[Begin TASK MATERIAL]

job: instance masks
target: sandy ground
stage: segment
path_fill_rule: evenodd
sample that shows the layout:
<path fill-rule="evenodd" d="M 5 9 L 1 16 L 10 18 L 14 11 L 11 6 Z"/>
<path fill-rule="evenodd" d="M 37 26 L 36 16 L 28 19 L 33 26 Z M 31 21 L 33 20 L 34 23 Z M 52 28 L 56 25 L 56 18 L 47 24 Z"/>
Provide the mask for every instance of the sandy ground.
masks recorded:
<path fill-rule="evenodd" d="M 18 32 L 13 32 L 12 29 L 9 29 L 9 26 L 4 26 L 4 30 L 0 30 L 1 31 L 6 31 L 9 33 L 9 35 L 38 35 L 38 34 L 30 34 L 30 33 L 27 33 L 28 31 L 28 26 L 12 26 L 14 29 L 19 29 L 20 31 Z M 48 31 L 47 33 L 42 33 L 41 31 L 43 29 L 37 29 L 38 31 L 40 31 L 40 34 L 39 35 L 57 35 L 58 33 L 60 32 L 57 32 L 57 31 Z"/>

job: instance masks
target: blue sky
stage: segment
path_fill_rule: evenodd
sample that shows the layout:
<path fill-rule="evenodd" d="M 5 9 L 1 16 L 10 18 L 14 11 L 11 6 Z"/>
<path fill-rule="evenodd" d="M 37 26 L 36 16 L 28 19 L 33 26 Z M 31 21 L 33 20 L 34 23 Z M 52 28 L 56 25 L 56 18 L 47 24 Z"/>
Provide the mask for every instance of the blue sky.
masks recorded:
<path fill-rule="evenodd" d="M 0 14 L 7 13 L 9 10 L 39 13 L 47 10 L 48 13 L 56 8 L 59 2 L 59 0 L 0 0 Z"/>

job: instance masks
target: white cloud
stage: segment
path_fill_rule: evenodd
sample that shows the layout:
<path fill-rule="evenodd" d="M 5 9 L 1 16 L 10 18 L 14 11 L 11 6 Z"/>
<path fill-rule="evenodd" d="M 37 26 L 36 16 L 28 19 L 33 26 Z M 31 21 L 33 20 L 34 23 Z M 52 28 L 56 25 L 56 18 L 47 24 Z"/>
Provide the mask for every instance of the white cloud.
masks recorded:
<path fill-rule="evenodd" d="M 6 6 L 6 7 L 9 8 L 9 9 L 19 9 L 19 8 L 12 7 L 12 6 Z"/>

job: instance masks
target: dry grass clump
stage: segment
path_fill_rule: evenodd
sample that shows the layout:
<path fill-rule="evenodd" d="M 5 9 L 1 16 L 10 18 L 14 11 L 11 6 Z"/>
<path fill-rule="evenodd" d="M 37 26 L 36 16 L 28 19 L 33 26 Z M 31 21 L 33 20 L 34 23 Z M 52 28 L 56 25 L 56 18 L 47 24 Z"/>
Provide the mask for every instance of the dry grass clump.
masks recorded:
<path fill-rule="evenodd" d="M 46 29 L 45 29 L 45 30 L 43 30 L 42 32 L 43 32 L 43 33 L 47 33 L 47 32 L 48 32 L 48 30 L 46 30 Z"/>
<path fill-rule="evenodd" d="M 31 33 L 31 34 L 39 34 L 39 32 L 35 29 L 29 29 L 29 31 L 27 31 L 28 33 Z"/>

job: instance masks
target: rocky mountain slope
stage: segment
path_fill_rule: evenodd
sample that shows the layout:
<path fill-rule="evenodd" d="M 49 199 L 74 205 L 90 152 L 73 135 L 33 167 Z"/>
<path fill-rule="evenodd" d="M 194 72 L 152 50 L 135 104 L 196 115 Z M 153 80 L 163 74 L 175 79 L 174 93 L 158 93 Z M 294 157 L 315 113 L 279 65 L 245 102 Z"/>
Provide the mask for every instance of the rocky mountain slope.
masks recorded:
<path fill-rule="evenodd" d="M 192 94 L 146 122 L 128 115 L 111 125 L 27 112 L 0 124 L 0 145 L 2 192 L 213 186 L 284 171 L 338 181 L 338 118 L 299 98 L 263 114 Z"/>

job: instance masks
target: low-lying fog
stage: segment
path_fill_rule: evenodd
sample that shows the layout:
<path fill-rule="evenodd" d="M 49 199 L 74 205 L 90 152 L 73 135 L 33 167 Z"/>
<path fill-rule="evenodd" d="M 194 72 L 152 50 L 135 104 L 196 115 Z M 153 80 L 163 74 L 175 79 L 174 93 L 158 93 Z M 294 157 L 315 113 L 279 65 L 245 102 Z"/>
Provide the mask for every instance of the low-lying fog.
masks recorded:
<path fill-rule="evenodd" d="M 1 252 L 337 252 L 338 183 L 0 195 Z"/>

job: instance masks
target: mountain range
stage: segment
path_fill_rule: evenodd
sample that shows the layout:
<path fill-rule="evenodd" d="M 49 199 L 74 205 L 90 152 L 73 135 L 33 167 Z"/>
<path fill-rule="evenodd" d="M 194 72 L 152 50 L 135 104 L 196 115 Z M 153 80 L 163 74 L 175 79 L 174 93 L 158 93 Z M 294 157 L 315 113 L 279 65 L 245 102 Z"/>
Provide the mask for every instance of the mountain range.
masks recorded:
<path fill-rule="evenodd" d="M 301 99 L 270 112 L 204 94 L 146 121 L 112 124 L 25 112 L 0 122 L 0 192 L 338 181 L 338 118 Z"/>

[End TASK MATERIAL]

■ CHALLENGE:
Rewrite the records from their first line through the line containing "0 14 L 7 13", both included, as a numbered list, leaving out any blank lines.

■ ANSWER TO THIS EXERCISE:
1. job: instance masks
2. target: sandy ground
3. stage: segment
4. path_fill_rule: evenodd
5. sample that shows the layout:
6. <path fill-rule="evenodd" d="M 5 9 L 1 16 L 10 18 L 14 11 L 11 6 Z"/>
7. <path fill-rule="evenodd" d="M 37 26 L 36 16 L 28 19 L 33 26 Z M 31 21 L 33 20 L 34 23 Z M 52 28 L 56 25 L 56 18 L 47 24 Z"/>
8. Provide the mask for every instance of the sandy ground.
9. masks recorded:
10. <path fill-rule="evenodd" d="M 18 32 L 13 32 L 12 29 L 9 29 L 9 26 L 4 26 L 4 30 L 0 30 L 1 31 L 6 31 L 9 33 L 9 35 L 38 35 L 38 34 L 30 34 L 30 33 L 27 33 L 28 31 L 28 26 L 12 26 L 14 29 L 19 29 L 20 31 Z M 48 31 L 47 33 L 42 33 L 41 31 L 43 29 L 37 29 L 38 31 L 40 31 L 40 34 L 39 35 L 57 35 L 58 33 L 60 32 L 57 32 L 57 31 Z"/>
11. job: instance masks
12. target: blue sky
13. stage: segment
14. path_fill_rule: evenodd
15. sample that shows the layout:
16. <path fill-rule="evenodd" d="M 5 9 L 1 16 L 10 18 L 14 11 L 11 6 Z"/>
17. <path fill-rule="evenodd" d="M 37 26 L 36 16 L 28 19 L 33 26 Z M 31 21 L 33 20 L 34 23 Z M 52 28 L 56 25 L 56 18 L 47 24 Z"/>
18. Provide the mask for every instance of the blue sky.
19. masks recorded:
20. <path fill-rule="evenodd" d="M 0 14 L 7 13 L 9 10 L 39 13 L 47 10 L 48 13 L 56 8 L 59 2 L 59 0 L 0 0 Z"/>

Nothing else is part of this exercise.